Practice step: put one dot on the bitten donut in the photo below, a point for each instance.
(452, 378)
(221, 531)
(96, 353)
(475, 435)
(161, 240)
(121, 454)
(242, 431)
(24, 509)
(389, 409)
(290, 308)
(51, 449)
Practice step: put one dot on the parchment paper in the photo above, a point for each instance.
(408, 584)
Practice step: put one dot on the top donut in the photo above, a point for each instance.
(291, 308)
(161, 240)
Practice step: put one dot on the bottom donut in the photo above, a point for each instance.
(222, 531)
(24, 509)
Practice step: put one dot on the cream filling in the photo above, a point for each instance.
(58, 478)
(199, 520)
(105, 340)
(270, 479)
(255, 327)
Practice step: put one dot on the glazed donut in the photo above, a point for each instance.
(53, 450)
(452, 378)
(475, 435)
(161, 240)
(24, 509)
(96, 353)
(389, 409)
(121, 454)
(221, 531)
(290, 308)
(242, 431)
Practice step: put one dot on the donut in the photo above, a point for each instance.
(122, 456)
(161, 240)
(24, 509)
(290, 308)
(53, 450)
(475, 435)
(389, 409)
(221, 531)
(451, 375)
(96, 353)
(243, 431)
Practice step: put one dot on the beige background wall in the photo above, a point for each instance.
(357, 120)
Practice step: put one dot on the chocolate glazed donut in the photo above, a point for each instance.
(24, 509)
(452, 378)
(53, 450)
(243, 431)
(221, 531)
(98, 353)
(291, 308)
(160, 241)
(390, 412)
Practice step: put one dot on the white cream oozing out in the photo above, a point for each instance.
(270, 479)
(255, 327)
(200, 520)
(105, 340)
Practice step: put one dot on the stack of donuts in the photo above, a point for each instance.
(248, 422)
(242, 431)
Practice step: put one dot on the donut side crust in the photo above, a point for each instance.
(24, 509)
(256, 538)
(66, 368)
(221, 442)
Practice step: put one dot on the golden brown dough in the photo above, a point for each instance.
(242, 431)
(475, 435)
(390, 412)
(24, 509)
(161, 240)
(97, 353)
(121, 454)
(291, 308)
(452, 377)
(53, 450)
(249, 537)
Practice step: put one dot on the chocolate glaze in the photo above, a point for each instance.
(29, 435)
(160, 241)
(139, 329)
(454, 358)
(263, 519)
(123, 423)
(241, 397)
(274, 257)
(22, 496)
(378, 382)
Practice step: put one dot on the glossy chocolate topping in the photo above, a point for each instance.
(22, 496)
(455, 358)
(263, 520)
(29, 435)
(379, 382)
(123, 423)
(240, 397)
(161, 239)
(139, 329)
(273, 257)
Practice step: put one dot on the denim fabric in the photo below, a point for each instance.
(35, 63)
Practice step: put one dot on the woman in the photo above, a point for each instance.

EXERCISE INSTRUCTIONS - Starting at the line that contains "Practice step: put one dot on the chocolate glazed", transcribe every line through the last line of the entries above, exactly, and nothing else.

TASK OUTPUT -
Practice step: put one dot on the chocolate glazed donut in the photo above, a point for each instance.
(24, 509)
(452, 378)
(53, 450)
(243, 431)
(221, 531)
(98, 353)
(291, 308)
(160, 241)
(390, 412)
Practice step: put one dot on the white cream oozing out in the photo above, a point for each instance.
(270, 479)
(255, 327)
(200, 520)
(105, 340)
Practice step: put one dot on the stack of donuts in the photo above, a point for each instance.
(248, 422)
(242, 431)
Practice step: put one dot on the donut side crust in the photo above, a point for each instance.
(24, 509)
(256, 538)
(66, 368)
(221, 442)
Practice step: put one dot on the golden brown dough in the photo above, a point for each instance.
(242, 431)
(475, 435)
(390, 412)
(24, 509)
(161, 240)
(97, 353)
(121, 454)
(291, 308)
(452, 377)
(53, 450)
(249, 537)
Practice step: put one dot on the chocolate glaze in the photo above, a point for each instance.
(29, 435)
(160, 241)
(139, 329)
(454, 358)
(263, 519)
(123, 423)
(241, 397)
(274, 257)
(22, 496)
(378, 382)
Practice step: put one dot on the glossy chocolate topping in the photo above, a point for each instance.
(22, 496)
(455, 358)
(263, 520)
(29, 435)
(379, 382)
(123, 423)
(240, 397)
(161, 239)
(139, 329)
(273, 257)
Practice step: put one dot on the denim fabric in the photo below, a point for each instance.
(35, 63)
Practice step: put one dot on the woman in the photo above, a point for each instance.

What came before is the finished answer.